Material for the task =
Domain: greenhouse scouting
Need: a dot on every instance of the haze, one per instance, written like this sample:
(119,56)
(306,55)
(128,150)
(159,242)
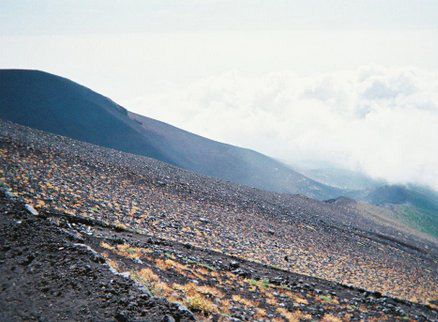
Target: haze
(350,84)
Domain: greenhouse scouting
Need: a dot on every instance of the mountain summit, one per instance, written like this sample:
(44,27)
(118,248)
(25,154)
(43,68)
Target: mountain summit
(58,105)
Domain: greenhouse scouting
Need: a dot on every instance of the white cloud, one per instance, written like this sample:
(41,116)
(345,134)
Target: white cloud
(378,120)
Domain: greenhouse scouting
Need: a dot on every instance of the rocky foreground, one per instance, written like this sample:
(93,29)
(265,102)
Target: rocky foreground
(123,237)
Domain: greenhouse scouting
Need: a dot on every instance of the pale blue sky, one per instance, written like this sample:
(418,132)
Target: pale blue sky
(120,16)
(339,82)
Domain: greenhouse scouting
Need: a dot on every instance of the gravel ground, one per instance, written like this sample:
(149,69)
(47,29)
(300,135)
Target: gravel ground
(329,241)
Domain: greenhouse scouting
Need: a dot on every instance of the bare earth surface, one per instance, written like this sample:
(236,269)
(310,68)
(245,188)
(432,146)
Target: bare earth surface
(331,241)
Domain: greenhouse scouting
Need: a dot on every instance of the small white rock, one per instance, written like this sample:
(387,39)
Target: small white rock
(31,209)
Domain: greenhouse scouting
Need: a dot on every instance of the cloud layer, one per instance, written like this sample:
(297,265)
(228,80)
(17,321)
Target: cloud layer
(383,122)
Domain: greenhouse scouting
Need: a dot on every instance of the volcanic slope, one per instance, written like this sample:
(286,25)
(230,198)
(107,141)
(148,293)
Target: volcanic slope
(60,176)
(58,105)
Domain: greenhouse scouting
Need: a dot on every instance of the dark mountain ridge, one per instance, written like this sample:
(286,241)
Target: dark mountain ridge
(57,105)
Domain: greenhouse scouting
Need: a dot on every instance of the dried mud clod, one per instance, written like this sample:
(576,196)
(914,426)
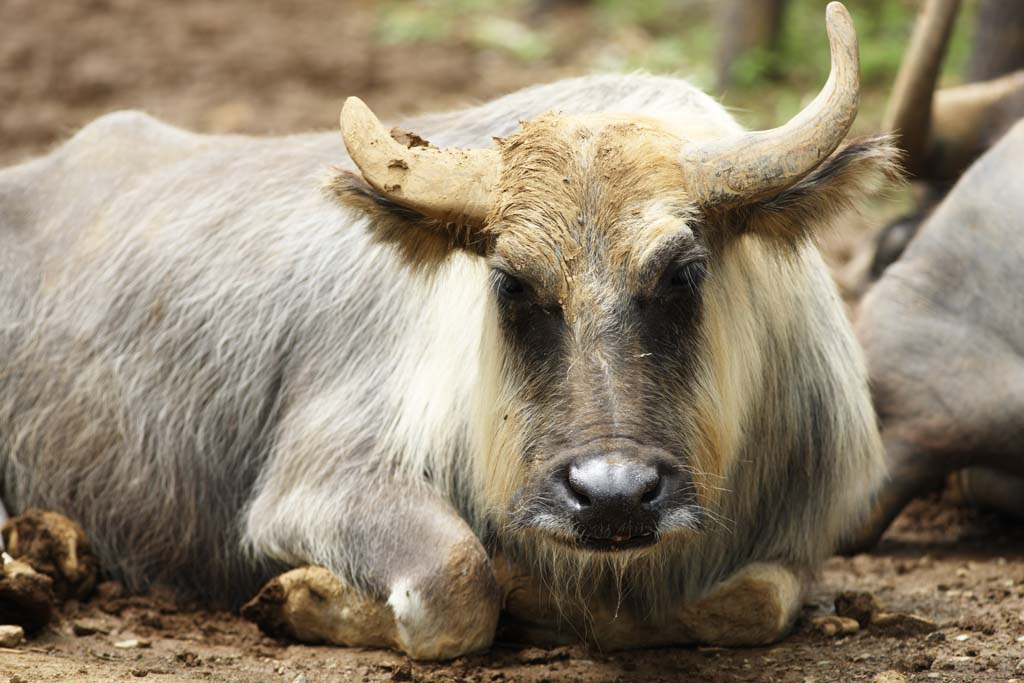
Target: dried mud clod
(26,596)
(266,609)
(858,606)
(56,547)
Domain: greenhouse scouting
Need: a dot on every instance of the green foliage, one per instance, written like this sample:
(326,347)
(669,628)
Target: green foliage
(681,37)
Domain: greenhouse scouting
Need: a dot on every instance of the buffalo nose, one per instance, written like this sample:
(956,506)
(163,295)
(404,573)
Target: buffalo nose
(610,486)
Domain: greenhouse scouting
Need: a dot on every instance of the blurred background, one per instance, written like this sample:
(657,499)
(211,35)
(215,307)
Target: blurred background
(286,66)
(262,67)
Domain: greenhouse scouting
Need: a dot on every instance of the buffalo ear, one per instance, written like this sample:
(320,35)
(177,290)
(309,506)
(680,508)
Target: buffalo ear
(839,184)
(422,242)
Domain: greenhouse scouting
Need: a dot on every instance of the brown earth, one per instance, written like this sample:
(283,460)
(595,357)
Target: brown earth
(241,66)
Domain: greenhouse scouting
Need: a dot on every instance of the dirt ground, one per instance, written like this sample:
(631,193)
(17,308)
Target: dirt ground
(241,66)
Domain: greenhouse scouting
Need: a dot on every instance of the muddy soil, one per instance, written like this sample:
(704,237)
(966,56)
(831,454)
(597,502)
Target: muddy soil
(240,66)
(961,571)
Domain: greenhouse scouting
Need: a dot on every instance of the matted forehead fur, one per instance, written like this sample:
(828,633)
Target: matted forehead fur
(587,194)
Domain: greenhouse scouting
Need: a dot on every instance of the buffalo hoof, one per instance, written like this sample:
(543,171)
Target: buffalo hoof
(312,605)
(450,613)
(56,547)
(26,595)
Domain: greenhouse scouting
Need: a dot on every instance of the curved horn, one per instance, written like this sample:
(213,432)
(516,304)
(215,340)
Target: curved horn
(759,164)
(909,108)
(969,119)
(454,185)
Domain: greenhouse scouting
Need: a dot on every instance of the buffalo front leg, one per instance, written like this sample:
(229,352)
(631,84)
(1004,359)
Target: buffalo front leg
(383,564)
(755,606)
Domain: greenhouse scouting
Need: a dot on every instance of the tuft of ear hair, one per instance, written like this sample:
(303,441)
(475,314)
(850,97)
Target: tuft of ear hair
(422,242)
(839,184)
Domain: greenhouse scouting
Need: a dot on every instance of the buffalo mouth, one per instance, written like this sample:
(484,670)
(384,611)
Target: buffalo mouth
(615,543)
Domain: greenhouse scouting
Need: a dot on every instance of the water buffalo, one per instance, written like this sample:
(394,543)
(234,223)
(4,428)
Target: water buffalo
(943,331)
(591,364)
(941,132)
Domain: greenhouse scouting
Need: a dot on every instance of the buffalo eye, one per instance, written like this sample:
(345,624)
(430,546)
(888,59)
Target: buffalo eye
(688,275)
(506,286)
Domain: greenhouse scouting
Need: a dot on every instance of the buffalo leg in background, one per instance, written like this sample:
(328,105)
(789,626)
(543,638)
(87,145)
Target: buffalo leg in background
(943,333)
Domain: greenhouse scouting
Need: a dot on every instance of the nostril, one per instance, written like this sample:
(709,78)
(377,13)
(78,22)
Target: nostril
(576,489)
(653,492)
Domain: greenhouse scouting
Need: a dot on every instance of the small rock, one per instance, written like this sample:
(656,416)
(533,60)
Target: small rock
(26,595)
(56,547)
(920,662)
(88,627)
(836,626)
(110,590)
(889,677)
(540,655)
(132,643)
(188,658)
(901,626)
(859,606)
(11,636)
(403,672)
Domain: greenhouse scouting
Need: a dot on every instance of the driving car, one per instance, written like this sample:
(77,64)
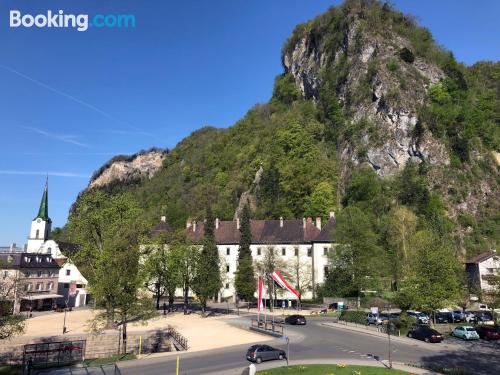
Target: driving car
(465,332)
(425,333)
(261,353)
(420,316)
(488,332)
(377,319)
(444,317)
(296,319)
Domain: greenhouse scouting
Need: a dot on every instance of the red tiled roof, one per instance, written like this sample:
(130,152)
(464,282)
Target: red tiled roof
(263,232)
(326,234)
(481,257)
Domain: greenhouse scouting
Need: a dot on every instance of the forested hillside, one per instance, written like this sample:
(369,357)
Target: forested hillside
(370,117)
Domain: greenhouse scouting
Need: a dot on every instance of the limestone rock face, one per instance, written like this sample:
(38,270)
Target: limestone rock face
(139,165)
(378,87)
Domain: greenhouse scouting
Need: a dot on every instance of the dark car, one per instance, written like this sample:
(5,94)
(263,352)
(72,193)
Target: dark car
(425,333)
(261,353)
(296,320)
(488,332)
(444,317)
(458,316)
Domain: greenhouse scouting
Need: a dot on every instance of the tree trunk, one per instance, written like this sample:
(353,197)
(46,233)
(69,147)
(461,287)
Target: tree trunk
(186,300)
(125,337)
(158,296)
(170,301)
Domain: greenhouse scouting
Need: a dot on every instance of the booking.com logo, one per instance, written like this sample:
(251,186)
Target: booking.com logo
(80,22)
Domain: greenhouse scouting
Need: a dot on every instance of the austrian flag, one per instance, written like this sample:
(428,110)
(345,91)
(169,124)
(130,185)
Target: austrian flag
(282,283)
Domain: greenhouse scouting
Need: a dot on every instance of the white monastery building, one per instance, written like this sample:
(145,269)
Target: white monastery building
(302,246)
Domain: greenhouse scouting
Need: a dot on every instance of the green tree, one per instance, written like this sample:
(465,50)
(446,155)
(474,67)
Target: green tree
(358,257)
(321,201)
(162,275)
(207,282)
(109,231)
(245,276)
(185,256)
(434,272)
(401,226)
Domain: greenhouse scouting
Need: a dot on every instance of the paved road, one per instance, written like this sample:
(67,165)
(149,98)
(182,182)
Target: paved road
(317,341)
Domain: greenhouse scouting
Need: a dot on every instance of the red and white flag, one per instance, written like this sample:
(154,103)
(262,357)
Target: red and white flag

Brief = Copy the material above exactly and drop the pictures.

Task response =
Domain: greenhouse scouting
Need: a dot on every instance of the haze, one per instance, written like this sample:
(119,56)
(306,55)
(128,150)
(159,242)
Target: haze
(350,84)
Domain: greenhouse scouting
Need: a dot on every instance of the mountain summit, one per instance, written like this sample:
(44,27)
(118,248)
(25,154)
(43,68)
Target: mountain summit
(58,105)
Domain: greenhouse scouting
Need: a dot on every instance of the white cloud, one per instance, written like this sample:
(41,116)
(345,134)
Target: white cloud
(378,120)
Domain: greenhouse scouting
Need: a dot on every instance of the rocky foreground, one per instance, written like this sample:
(93,29)
(265,102)
Target: rocky foreground
(123,237)
Domain: greenhouse scouting
Need: a dot on every instance of the pale blue sky, one per instance, written like this sample:
(418,132)
Target: pale blue sky
(120,16)
(339,82)
Domain: greenhouse scouting
Need: a dot on every instance of the gravel ground, one per instance, written like this sample:
(149,69)
(47,29)
(300,135)
Target: gravel ground
(329,241)
Domain: greenhouse scouting
Need: a dot on every instance of the bare earth surface, one per instance, written like this sample:
(236,269)
(310,68)
(245,188)
(432,146)
Target: bare earth surface
(331,241)
Domain: greenhouse scouting
Need: a dot on every instance of the small white rock, one per instance, written like this sample:
(387,39)
Target: small white rock
(31,209)
Domain: greenhouse scouting
Need: a dot on every instance of the cloud layer, one per instance, written like this sample:
(297,265)
(228,80)
(17,321)
Target: cloud layer
(383,122)
Domain: greenhouse scouting
Need: a dot on every instance of the volcanic slope, one per instance, written like this sample:
(286,25)
(230,198)
(107,141)
(148,293)
Target: volcanic slope
(60,176)
(58,105)
Domain: greenhouse scouting
Need: a dot on every instance of the dark mountain ridge, one per instance, written like this sample:
(286,241)
Target: dark mountain ridge
(57,105)
Domain: greenhouse scouting
Need: a dot on every instance of the dried mud clod, one per instance, written like this sample:
(576,196)
(914,426)
Target: dried mud clod
(26,596)
(266,609)
(858,606)
(56,547)
Domain: greenhouse scouting
Need: a dot on every instance of the green foliage, one per instance, written like this sample:
(326,347)
(669,628)
Target: green foliage
(681,37)
Domain: greenhouse scouting
Need: a dot on every instance of the buffalo nose, one per instance, written like this sample:
(956,506)
(163,295)
(404,573)
Target: buffalo nose
(610,486)
Domain: greenhouse scouting
Need: a dot on every instance of the blurred background, one per instance, written like this sample:
(657,499)
(211,35)
(215,307)
Target: blurred background
(286,66)
(262,67)
Domain: greenhouse scouting
Need: a dot on every instance of the buffalo ear, one per instance, written like this sample:
(320,35)
(177,290)
(309,506)
(680,508)
Target: buffalo ear
(839,184)
(422,242)
Domain: greenhouse scouting
Need: a dot on every instance of the brown earth, one per instance, written like this sample:
(283,460)
(595,357)
Target: brown earth
(241,66)
Domain: greenhouse scouting
Need: a dot on every instance of the dirt ground, one per instance, written like this sample:
(631,193)
(17,308)
Target: dirt ground
(241,66)
Domain: greenhouse scouting
Need: a dot on every instance of the muddy soil, one per instance, written like this sample:
(704,237)
(966,56)
(831,454)
(597,502)
Target: muddy soil
(240,66)
(961,571)
Domain: greenhouse scouting
Need: a dot on every instance of the matted forehead fur, one per instance, written like this sample:
(828,633)
Target: matted forehead fur
(587,194)
Domain: greenhouse scouting
Need: a dot on every instance of the buffalo hoof, one per instance, written like this sample:
(543,171)
Target: buffalo hoof
(312,605)
(450,613)
(56,547)
(26,595)
Domain: greenhouse scouting
Need: a dot on every instance of the curved horn, one per instance, written like this sample:
(213,432)
(516,304)
(215,340)
Target: curved horn
(759,164)
(909,108)
(969,119)
(454,185)
Domain: greenhouse scouting
Need: a dot on every instance of the buffalo front leg, one per instance, written like this sample:
(229,352)
(631,84)
(1004,359)
Target: buffalo front leg
(383,564)
(755,606)
Domain: greenhouse scouting
Need: a dot on every instance of the tuft of ear hair, one per instance, written like this sample:
(303,441)
(475,314)
(850,97)
Target: tuft of ear hair
(422,242)
(839,184)
Domain: greenhouse scouting
Need: a dot on every instance of the buffalo mouth, one per instance, written like this sample:
(484,670)
(384,611)
Target: buffalo mouth
(615,543)
Domain: greenhouse scouting
Need: a dot on every instance of the water buffalo, one per instance, written like this sample:
(394,543)
(234,223)
(4,428)
Target: water buffalo
(943,331)
(591,364)
(941,132)
Domain: greenhouse scouting
Need: a dot on every instance of the buffalo eye, one per instance, written like this sample:
(345,624)
(430,546)
(888,59)
Target: buffalo eye
(688,275)
(506,286)
Domain: greenhouse scouting
Need: a dot on every instance of the buffalo leg in background, one per instance, written like this sample:
(328,105)
(789,626)
(543,638)
(87,145)
Target: buffalo leg in background
(943,333)
Domain: greenhouse scouting
Need: a dot on every instance of the nostril, one per instance, written like this sample:
(709,78)
(377,13)
(78,22)
Target: nostril
(576,489)
(653,492)
Domain: greenhouse scouting
Need: a dot on every instance of the small rock, one per instance, written like this sample:
(656,416)
(533,60)
Target: small rock
(26,595)
(56,547)
(920,662)
(88,627)
(836,626)
(110,590)
(889,677)
(540,655)
(132,643)
(188,658)
(901,626)
(859,606)
(11,636)
(403,672)
Domain: greenhouse scouting
Need: a dot on every instance of the driving car, one per instance, written like this sample:
(77,64)
Target: driving car
(465,332)
(425,333)
(261,353)
(420,316)
(488,332)
(377,319)
(444,317)
(296,319)
Domain: greenhouse scouting
Need: a dot on every instance of the red tiled roof, one per instance, written like this sample:
(130,152)
(464,282)
Target: red tiled roof
(263,232)
(326,234)
(481,257)
Domain: greenhouse scouting
Need: a dot on every instance of the forested hillside, one per instance, written like this sample:
(369,357)
Target: forested hillside
(370,117)
Domain: greenhouse scouting
Need: a dot on every instance of the limestone rock face, one per instance, written like this sample:
(38,270)
Target: limestone rock face
(139,165)
(378,87)
Domain: greenhouse scouting
Need: a dot on every instance of the dark car, one per instance, written like this sample:
(5,94)
(263,352)
(72,193)
Target: dark car
(425,333)
(261,353)
(296,320)
(488,332)
(444,317)
(458,316)
Domain: greenhouse scouting
Need: a dot on every instance of the tree trunk, one per instance, written like this sample:
(353,197)
(46,233)
(69,147)
(461,287)
Target: tree trunk
(186,300)
(125,337)
(158,296)
(170,301)
Domain: greenhouse scouting
Need: a dot on every instance of the booking.com logo, one per instance, written like this sample:
(251,186)
Target: booking.com logo
(80,22)
Domain: greenhouse scouting
Need: a dot on every instance of the austrian flag, one per instance, written like this sample:
(428,110)
(345,91)
(169,124)
(130,185)
Target: austrian flag
(282,283)
Domain: greenhouse scouting
Need: a dot on every instance of the white monastery building, one per instance, written like this sample:
(145,269)
Target: white monastery building
(302,246)
Domain: greenhouse scouting
Need: a dot on every instance of the green tree, one per instance, written like this sample:
(465,50)
(446,155)
(474,67)
Target: green tree
(358,257)
(321,201)
(162,275)
(207,282)
(109,231)
(245,276)
(185,256)
(434,272)
(401,226)
Domain: greenhouse scouting
Need: a dot on every instance of the paved road, one per instance, written like this sample:
(67,165)
(149,98)
(182,182)
Target: paved road
(317,341)
Domain: greenhouse scouting
Need: a dot on every instance of the red and white flag, one per instance, written like this sample:
(154,103)
(262,357)
Target: red and white flag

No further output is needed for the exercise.